Given data =>
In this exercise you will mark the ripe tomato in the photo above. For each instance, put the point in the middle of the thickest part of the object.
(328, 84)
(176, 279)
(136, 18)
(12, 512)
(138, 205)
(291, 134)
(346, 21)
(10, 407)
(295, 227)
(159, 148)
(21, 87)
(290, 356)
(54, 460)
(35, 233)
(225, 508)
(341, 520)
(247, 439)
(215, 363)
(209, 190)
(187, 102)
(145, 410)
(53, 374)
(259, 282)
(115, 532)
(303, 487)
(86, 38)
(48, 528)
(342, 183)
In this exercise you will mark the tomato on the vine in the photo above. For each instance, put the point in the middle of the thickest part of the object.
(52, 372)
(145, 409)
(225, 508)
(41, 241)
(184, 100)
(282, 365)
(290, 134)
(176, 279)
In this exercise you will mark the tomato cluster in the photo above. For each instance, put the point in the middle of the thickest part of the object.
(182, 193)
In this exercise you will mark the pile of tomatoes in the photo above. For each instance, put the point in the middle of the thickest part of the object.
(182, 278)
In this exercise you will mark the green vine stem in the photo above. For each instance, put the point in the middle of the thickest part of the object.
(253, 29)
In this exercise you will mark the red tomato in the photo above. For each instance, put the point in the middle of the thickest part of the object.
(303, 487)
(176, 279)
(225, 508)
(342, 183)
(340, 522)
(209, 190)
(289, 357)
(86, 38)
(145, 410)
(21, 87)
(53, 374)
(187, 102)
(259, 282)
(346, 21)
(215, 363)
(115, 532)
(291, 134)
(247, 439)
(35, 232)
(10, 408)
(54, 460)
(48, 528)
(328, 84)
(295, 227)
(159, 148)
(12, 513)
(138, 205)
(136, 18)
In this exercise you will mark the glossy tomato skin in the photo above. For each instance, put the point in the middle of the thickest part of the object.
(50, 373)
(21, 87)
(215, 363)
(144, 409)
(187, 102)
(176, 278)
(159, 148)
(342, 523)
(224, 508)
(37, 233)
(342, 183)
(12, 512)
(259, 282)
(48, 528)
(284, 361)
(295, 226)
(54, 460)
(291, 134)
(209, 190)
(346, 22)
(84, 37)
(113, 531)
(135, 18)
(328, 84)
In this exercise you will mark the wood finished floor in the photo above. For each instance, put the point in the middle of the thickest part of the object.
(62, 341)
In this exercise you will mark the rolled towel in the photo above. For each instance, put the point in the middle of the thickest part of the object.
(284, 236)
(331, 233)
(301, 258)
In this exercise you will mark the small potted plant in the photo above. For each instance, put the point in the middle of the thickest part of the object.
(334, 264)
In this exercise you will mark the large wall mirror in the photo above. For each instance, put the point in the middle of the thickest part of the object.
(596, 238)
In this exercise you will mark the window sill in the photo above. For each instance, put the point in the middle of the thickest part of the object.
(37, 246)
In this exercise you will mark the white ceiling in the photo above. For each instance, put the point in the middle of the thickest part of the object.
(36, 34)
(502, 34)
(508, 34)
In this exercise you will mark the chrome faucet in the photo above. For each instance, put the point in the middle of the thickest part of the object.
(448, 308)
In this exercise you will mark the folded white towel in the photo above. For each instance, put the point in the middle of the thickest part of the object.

Assignment =>
Each line from the one that contains "In this exercise you will mark the window" through the end of the material above should be returned exactly, and nothing else.

Finished exercise =>
In this exercise you will mark the window sill in the photo above. For each instance, put the point in the middle of the thickest part of the object.
(37, 246)
In this exercise you will mark the white ceiling in the photo above. For each instance, put the point in the middle of the thickest part of the object.
(36, 34)
(502, 34)
(508, 34)
In this exercise you will mark the chrome faucet in the photo above. For each instance, put the point in the middle of the thickest part of the object.
(448, 308)
In this exercise you will mark the folded white towel in the photo above. For each instance, put the point in the middle of the thickest part of the object.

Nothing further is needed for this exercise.